By CAREY GILLAM

A plan to speed up processing lines at U.S. chicken and turkey plants while cutting the ranks of government inspectors at the plants is prompting a backlash from consumer groups and food safety advocates who say unsafe poultry will go undetected.

Several groups have demanded the U.S. Department of Agriculture revamp the program, which the government calls the “modernization of poultry slaughter inspection” act, and this week one launched an online petition to try to overturn the plan.

Critics have until April 26 to voice their concerns as part of a required public comment period before the plan can be approved.

Their primary fear is that if plants speed up their processing and cut back on government inspectors, poultry feces and signs of disease on the birds are more likely to go undetected before the poultry is processed into food products.

“It is politics versus practice,” said Amanda Hitt, a director at the Government Accountability Project(GAP), a nonprofit group that supports whistleblowers on corporate and government actions. GAP started an online petition drive Monday to lobby USDA to reject the new rule.

“You have all these things streaming by – scabs, sores, tumors, feathers, postules, things that before never would have made it to the grocery store,” Hitt said. “Everything is designed to keep meat cheap and affordable. But it is unfair to the U.S. consumer.”

Government officials said poultry will actually be safer in the new system, the first major overhaul of poultry inspection in 50 years.

“It is not necessarily what you see on birds, it is often what you don’t see,” said Dirk Fillpot, a spokesman for the Food Safety and Inspection Service (FSIS) arm of the USDA.

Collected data
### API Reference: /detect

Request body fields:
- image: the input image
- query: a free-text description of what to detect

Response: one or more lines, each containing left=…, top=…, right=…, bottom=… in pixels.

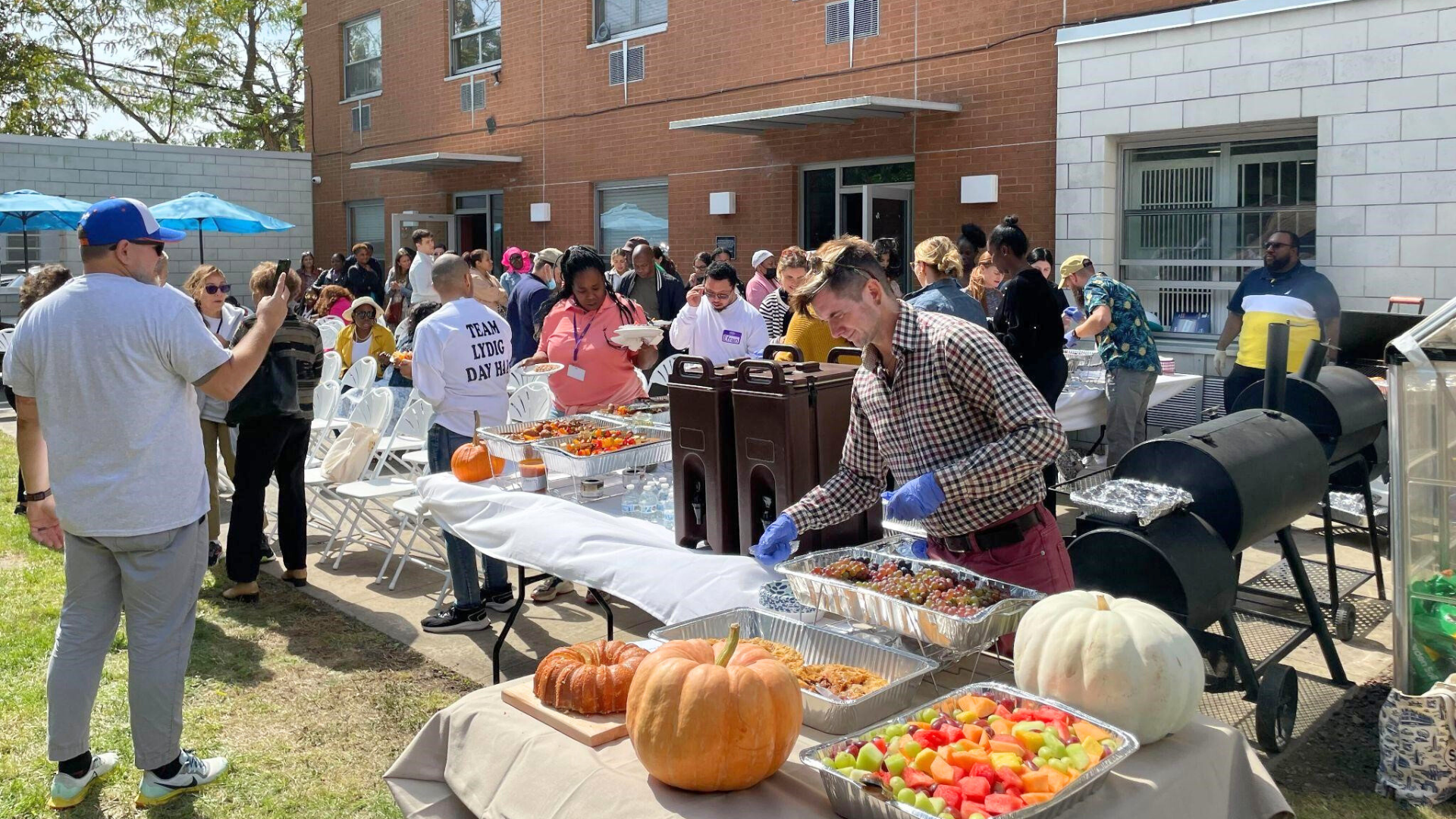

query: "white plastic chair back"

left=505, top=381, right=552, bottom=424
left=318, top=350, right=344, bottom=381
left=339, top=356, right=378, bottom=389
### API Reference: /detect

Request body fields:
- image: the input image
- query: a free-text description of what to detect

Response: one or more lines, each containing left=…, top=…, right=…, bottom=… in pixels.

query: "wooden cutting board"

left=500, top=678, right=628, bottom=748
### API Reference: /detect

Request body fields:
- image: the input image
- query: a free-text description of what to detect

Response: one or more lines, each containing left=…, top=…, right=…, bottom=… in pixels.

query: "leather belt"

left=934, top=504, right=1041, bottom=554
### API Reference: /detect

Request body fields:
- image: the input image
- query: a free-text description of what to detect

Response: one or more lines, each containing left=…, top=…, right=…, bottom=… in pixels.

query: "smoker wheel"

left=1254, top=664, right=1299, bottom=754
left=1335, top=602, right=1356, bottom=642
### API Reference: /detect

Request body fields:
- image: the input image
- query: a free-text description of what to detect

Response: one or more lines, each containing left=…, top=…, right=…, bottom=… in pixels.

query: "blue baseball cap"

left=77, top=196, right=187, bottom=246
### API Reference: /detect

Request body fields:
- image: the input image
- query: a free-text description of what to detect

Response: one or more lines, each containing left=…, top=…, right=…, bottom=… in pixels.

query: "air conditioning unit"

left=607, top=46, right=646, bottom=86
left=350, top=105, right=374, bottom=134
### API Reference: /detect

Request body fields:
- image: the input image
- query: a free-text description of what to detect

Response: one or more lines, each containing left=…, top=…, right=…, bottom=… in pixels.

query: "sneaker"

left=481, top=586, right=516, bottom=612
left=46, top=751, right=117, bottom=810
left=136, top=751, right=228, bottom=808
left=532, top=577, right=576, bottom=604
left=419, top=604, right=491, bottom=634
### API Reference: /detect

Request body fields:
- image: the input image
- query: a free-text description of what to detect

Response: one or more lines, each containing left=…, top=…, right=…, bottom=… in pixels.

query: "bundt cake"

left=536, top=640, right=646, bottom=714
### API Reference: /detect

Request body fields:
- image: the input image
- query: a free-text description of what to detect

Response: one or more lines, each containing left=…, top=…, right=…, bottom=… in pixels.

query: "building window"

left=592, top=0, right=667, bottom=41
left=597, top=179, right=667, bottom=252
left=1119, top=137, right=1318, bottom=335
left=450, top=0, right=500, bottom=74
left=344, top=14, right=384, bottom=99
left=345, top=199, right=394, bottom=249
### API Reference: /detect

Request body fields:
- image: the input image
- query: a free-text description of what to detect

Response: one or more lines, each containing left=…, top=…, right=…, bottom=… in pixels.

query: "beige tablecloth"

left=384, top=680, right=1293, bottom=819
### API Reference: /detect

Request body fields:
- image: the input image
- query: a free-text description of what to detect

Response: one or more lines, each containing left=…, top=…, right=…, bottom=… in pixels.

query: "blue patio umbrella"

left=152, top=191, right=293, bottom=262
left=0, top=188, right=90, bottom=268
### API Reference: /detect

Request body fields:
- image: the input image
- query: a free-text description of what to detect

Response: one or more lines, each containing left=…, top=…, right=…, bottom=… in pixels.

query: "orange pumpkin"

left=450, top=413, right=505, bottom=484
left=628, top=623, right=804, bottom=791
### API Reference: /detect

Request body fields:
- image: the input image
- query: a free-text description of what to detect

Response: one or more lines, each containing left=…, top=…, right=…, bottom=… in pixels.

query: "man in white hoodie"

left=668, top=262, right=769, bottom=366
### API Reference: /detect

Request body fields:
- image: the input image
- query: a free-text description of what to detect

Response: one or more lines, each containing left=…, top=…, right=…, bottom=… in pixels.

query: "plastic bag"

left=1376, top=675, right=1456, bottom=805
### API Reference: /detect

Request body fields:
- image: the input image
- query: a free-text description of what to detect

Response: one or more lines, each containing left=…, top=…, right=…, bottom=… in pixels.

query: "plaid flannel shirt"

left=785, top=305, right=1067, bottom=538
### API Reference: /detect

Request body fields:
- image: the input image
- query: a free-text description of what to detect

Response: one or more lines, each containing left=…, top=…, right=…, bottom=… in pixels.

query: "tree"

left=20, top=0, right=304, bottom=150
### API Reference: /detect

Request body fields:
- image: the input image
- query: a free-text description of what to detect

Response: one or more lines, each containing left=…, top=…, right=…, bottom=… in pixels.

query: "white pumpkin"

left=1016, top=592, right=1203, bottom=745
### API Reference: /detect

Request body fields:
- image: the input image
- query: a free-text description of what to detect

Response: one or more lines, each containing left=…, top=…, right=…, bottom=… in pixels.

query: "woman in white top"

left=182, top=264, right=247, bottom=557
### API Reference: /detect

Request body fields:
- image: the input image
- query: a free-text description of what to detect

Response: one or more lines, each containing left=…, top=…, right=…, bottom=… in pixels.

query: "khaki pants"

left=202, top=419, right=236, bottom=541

* * *

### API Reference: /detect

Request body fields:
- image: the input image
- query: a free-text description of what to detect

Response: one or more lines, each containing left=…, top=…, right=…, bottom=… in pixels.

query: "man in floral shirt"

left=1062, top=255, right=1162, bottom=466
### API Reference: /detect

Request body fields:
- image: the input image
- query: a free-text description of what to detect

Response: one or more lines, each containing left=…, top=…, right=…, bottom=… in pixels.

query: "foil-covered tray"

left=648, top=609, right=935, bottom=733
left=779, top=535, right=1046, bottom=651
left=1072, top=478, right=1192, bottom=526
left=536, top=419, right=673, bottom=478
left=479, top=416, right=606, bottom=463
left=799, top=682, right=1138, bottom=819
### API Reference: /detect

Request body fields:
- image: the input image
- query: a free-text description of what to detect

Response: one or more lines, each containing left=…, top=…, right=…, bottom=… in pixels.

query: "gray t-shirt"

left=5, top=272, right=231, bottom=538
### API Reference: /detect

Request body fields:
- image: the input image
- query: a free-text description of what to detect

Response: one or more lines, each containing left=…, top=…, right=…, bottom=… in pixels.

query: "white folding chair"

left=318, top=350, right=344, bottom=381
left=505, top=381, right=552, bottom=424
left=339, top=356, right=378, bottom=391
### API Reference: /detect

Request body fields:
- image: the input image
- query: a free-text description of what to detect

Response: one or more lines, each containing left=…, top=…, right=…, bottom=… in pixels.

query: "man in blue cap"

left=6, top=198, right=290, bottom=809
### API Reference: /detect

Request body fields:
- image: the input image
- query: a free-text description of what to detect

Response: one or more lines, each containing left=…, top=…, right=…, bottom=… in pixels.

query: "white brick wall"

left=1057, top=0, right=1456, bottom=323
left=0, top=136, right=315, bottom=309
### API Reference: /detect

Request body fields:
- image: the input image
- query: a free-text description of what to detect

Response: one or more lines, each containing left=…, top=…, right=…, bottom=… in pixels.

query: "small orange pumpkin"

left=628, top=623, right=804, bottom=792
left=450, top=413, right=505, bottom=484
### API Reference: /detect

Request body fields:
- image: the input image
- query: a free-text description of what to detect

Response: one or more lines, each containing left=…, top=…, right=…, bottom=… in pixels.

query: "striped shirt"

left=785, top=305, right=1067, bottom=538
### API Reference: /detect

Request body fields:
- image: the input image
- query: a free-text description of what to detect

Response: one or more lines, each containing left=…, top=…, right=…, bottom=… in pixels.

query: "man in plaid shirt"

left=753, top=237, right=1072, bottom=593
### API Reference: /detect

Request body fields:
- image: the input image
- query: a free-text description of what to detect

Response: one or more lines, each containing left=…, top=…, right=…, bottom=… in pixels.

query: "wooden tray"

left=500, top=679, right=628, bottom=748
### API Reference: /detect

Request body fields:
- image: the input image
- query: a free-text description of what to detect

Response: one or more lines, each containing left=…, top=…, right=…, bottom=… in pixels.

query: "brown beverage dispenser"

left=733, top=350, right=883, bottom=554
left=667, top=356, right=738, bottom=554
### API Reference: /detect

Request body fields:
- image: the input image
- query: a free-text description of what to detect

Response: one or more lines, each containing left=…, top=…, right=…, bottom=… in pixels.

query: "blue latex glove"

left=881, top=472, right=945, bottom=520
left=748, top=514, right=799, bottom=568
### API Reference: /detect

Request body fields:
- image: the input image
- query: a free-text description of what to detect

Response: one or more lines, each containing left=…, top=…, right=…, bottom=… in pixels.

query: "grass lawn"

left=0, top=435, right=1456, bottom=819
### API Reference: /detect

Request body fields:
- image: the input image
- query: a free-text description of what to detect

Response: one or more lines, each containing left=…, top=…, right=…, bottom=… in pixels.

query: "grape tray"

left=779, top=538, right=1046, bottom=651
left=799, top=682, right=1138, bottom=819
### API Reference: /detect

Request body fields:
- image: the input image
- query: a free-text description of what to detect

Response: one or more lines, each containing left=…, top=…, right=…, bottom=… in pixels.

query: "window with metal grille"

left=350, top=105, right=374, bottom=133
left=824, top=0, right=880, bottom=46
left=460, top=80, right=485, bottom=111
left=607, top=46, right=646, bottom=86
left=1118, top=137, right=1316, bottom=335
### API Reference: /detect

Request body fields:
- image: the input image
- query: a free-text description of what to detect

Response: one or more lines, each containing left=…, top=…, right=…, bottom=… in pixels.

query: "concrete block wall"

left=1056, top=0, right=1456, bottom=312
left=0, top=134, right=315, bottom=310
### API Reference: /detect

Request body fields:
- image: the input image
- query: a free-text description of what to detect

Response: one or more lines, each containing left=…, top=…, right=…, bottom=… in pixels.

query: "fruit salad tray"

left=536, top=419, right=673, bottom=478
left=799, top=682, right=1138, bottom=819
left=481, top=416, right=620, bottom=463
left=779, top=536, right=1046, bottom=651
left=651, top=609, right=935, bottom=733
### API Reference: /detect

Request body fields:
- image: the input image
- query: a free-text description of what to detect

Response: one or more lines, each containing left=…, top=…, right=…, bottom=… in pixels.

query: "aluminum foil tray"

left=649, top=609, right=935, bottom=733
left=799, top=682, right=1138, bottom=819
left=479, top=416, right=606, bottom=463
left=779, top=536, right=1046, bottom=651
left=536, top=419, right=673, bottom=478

--

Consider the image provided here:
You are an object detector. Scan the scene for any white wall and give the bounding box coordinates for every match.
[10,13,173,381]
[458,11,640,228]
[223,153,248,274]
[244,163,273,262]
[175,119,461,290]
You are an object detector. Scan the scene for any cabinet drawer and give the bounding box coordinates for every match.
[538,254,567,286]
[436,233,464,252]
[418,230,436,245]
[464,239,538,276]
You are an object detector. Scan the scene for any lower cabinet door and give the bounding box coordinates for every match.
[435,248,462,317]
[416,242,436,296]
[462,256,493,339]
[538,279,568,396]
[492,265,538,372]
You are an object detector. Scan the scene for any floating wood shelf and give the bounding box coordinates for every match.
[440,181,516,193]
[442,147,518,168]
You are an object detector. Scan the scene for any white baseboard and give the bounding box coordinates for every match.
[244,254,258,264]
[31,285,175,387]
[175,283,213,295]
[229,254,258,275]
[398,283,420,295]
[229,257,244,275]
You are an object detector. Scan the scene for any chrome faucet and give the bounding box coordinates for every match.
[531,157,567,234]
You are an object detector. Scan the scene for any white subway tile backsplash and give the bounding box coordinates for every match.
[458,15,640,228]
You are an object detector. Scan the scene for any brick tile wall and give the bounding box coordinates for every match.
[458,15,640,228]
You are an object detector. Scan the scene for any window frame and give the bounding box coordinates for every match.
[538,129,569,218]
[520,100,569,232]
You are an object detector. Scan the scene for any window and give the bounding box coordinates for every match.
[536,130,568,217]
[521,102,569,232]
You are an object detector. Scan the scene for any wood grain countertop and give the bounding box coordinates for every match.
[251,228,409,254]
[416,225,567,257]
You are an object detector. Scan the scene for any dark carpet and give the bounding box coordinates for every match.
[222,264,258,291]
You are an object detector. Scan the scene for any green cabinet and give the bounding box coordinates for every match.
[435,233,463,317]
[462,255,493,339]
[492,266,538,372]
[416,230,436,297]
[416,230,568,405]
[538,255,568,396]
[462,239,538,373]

- WHAT YOU HAVE TO DO -
List every organization named in the article on poultry inspection. The lines have no connection to the text.

- YOUR SOLUTION -
U.S. Department of Agriculture (USDA)
Government Accountability Project (GAP)
Food Safety and Inspection Service (FSIS)